▶ ESERCIZI PROPOSTI
#1 Secondo il testo sulla Tarmac SL7, quanti secondi permette di guadagnare la SL7 rispetto alla SL6 su una distanza di 40 kilometri percorsa in un'ora?
#2 Trascrivi parola per parola il brano del testo sulla Tarmac SL7 che inizia con «Come si evince» e termina con «percorsa in un’ora.».

▶ TESTO DEL DOCUMENTO

- - - - -

Tradotto nella pratica e nei fatti, la nuova “SL7” è bici che sia a livello funzionale, sia a livello di design si avvicina nettamente alla Venge, ma a questo sommando tutto il patrimonio di leggerezza, guidabilità e polivalenza che storicamente contraddistingue questo modello “iconico” della Casa californiana.
Come si evince dal grafico la Venge si conferma leggermente superiore alla SL7 sul piano dell’aerodinamica ed è per questo che continuerà ad essere l’opzione dei pro rider che hanno la riduzione della resistenza all’aria come loro priorità. Certo è che in questa nuova versione, la piattaforma Tarmac ha fatto un salto avanti significativo dal punto di vista della penetrazione all’aria, al punto da fare seriamente concorrenza alla Venge (rispetto alla quale conferma la medesima configurazione angolare, dimensionale e le taglie prodotte). Specialized non quantifica quanto la Venge sia più veloce della nuova SL7 in termini di risultati in galleria del vento: fornisce però una comparazione tra SL6 e SL7, dove quest’ultima permette di guadagnare 45 secondi su una distanza di 40 kilometri percorsa in un’ora.

- - - - -

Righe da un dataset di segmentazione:
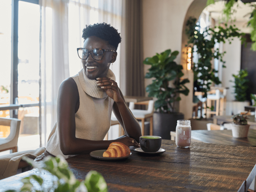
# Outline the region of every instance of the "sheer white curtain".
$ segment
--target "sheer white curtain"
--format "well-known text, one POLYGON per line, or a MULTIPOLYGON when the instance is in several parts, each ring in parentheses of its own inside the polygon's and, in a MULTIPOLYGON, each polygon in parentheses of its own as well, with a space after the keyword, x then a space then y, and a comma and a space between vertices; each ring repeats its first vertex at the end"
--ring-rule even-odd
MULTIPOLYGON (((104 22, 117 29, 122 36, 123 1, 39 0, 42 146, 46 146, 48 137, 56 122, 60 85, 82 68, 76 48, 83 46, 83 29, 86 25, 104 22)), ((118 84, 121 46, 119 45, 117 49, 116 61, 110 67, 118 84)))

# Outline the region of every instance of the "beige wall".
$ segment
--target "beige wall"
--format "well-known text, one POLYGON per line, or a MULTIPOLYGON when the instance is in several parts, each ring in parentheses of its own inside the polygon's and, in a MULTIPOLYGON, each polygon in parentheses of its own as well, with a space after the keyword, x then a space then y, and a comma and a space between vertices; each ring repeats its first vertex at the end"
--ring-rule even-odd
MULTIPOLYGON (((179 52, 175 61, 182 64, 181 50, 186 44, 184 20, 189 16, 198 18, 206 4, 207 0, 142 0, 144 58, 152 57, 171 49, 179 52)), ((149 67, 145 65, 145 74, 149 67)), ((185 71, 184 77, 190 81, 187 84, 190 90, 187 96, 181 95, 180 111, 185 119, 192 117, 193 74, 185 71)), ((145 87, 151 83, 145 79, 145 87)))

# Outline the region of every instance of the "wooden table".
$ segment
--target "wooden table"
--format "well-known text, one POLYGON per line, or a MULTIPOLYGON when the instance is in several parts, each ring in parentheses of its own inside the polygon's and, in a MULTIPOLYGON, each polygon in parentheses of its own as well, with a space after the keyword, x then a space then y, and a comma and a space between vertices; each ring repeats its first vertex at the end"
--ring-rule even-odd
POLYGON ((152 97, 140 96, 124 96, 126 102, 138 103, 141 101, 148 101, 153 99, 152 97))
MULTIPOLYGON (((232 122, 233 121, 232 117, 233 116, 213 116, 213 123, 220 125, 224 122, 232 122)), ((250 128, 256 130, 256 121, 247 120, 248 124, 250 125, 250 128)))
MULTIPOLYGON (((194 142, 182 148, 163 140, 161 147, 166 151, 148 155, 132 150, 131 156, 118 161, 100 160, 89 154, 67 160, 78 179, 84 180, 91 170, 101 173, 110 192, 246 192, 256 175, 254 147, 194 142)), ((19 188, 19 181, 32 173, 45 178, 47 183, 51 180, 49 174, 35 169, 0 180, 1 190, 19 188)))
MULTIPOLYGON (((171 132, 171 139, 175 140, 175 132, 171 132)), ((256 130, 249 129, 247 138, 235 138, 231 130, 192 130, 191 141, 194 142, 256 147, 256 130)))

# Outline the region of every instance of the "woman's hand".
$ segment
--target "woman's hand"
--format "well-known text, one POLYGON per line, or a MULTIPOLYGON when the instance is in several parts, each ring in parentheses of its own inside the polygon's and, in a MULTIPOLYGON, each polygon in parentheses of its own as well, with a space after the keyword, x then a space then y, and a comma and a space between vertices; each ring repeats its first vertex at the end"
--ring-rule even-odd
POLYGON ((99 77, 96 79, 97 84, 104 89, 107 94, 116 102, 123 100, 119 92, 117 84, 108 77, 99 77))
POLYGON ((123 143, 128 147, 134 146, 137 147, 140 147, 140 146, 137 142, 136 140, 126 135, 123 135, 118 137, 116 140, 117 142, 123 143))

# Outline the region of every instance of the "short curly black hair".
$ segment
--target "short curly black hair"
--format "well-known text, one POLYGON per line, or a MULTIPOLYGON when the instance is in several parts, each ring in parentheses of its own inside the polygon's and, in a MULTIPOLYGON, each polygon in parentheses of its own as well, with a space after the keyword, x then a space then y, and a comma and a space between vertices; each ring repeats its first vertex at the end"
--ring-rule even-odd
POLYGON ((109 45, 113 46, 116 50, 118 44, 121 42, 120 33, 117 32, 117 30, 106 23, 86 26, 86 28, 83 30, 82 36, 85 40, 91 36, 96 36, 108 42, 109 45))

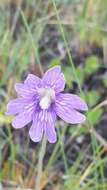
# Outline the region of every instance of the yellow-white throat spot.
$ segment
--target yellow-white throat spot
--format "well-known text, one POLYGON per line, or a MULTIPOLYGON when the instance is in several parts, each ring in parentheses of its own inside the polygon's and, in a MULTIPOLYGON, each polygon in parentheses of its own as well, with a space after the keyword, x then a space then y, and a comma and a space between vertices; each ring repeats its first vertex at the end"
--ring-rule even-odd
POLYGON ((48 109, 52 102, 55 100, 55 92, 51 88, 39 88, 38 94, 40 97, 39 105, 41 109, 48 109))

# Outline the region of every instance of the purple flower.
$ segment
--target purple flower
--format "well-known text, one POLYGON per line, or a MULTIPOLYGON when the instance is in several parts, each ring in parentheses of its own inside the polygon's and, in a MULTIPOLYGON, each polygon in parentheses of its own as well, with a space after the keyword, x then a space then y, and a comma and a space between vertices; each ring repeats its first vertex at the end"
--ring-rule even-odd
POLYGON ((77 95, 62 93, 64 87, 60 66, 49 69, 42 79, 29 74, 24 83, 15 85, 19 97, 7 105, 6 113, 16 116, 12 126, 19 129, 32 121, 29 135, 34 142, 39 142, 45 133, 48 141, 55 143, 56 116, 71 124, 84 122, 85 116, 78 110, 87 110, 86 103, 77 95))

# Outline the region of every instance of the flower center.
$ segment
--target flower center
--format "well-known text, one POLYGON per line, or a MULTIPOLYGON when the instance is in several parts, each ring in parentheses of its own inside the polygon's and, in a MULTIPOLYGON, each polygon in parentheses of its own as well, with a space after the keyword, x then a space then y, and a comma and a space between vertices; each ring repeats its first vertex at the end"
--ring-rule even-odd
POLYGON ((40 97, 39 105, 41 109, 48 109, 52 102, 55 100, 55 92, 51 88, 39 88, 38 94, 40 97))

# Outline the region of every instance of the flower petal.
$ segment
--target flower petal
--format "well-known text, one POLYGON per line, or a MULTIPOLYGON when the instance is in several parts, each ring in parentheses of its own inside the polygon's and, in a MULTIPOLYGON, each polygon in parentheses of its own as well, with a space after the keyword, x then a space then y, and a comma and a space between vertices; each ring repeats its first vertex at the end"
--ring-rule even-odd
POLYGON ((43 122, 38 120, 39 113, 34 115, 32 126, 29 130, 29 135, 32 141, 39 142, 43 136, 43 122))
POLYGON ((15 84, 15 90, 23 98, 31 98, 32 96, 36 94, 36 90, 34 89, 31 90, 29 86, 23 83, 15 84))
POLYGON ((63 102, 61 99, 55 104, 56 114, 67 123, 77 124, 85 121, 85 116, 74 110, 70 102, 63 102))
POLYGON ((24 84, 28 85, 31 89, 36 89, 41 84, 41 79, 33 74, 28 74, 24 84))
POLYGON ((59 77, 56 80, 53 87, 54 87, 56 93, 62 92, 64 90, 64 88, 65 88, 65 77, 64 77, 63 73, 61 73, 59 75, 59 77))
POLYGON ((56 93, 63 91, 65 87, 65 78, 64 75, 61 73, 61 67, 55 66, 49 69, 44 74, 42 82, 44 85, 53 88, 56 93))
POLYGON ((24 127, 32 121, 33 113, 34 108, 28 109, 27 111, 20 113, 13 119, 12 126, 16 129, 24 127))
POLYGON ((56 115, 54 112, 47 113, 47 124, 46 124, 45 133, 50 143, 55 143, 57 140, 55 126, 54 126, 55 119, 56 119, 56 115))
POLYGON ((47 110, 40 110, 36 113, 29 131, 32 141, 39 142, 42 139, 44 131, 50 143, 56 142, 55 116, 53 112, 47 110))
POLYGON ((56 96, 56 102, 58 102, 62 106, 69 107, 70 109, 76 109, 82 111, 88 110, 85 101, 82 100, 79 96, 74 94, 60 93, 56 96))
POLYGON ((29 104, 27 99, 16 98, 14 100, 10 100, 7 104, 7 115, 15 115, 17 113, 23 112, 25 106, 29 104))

- - - - -

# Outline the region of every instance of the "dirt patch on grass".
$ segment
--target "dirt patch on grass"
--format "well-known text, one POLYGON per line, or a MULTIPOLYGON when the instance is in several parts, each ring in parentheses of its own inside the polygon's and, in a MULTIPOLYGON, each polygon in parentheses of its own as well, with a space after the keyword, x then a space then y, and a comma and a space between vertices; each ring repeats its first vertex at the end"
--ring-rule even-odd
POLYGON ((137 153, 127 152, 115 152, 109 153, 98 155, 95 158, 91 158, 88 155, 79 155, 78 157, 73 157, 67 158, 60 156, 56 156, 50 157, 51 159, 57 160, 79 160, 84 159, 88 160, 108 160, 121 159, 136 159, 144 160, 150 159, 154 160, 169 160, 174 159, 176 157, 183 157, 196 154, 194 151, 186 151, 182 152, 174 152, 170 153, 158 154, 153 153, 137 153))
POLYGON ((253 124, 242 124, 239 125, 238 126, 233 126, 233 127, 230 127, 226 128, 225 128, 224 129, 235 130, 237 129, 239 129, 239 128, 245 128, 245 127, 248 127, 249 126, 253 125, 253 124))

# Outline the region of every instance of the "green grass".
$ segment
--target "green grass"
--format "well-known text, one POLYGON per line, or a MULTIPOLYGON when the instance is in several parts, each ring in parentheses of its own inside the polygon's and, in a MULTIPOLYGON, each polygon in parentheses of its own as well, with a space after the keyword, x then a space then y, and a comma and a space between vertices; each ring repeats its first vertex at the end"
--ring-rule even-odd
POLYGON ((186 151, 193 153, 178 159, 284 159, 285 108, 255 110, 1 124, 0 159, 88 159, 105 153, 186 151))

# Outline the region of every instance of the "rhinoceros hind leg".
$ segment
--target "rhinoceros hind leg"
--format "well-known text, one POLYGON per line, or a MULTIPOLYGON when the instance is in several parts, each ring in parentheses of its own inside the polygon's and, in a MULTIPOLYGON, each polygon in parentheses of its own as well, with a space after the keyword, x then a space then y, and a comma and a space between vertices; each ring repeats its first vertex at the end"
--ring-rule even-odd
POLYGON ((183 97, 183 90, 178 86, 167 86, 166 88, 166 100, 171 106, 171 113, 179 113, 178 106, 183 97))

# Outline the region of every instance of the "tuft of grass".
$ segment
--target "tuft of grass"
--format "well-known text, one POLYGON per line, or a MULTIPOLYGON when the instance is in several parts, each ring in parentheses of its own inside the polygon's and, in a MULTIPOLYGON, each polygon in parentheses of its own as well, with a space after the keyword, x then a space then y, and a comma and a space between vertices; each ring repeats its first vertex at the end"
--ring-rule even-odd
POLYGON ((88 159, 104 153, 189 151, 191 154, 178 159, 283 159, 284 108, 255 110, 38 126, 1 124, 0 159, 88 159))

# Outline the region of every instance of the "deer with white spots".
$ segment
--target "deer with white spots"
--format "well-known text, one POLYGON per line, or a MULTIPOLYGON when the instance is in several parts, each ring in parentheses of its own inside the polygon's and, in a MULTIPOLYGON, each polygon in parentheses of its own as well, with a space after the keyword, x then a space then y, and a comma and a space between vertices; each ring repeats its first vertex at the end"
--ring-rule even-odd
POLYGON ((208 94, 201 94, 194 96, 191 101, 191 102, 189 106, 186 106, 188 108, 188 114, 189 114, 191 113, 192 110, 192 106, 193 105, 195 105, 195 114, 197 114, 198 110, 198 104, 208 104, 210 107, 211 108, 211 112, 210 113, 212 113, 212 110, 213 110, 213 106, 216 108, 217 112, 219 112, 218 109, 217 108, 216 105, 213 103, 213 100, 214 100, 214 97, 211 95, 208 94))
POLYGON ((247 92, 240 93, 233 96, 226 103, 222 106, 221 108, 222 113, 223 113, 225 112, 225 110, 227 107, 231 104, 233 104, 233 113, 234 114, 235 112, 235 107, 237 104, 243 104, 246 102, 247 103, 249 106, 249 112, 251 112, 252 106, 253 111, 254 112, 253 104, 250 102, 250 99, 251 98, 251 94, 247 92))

- - - - -

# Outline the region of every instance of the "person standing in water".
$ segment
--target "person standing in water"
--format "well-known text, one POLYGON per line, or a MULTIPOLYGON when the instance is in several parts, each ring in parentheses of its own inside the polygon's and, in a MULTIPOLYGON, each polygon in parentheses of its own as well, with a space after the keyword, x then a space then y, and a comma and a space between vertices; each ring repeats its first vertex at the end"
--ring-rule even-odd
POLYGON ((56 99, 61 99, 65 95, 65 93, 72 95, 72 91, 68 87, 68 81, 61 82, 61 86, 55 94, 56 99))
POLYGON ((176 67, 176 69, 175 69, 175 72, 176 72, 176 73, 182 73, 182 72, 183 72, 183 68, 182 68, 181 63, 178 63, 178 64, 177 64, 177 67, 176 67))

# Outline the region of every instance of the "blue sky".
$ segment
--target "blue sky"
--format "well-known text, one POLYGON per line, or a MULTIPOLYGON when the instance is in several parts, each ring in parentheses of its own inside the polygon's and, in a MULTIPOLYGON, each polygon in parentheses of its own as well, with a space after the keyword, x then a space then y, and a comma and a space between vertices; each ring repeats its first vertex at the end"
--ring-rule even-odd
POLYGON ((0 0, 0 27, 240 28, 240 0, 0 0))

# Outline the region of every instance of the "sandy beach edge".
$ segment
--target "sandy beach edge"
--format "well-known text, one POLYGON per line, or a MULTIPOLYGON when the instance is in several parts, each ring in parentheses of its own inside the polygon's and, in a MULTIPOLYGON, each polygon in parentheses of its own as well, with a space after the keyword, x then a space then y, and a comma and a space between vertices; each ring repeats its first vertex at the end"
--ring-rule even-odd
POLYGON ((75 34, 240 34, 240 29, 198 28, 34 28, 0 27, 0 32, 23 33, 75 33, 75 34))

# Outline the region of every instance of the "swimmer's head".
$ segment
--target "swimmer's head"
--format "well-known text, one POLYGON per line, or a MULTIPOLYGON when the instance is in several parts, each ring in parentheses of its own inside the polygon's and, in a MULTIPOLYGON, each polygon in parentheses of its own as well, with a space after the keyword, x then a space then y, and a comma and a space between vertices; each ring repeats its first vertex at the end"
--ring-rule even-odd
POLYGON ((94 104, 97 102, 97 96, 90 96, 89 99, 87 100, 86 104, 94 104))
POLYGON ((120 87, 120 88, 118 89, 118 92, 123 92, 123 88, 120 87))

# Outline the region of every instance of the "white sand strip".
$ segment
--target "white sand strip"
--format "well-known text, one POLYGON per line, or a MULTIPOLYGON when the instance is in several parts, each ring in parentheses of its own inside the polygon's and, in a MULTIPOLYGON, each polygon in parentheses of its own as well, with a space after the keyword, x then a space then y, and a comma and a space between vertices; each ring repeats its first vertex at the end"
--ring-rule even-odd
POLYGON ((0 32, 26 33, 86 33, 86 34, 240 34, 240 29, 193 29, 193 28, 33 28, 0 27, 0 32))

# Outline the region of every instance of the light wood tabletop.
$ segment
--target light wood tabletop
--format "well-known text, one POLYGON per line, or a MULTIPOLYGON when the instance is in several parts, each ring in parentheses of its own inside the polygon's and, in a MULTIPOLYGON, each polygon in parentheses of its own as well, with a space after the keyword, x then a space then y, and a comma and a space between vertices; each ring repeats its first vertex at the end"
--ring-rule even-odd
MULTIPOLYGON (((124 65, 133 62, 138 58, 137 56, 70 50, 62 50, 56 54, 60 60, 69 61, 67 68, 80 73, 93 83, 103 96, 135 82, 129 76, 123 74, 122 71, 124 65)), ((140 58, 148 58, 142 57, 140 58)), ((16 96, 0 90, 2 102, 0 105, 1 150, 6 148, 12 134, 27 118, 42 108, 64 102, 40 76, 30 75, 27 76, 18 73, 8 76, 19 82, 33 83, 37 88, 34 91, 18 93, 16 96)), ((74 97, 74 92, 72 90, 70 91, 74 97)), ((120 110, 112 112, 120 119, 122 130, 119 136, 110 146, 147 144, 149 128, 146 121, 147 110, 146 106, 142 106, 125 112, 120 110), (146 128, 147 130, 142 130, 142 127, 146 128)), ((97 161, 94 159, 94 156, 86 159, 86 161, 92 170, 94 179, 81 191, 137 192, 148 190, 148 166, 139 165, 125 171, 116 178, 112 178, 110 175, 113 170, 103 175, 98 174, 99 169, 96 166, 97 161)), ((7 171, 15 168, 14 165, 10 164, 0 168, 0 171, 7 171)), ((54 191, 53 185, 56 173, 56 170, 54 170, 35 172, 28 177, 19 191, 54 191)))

- - - - -

▶ SOLUZIONI SVOLTE
#1 45 secondi.

#2
Come si evince dal grafico la Venge si conferma leggermente superiore alla SL7 sul piano dell’aerodinamica ed è per questo che continuerà ad essere l’opzione dei pro rider che hanno la riduzione della resistenza all’aria come loro priorità. Certo è che in questa nuova versione, la piattaforma Tarmac ha fatto un salto avanti significativo dal punto di vista della penetrazione all’aria, al punto da fare seriamente concorrenza alla Venge (rispetto alla quale conferma la medesima configurazione angolare, dimensionale e le taglie prodotte). Specialized non quantifica quanto la Venge sia più veloce della nuova SL7 in termini di risultati in galleria del vento: fornisce però una comparazione tra SL6 e SL7, dove quest’ultima permette di guadagnare 45 secondi su una distanza di 40 kilometri percorsa in un’ora.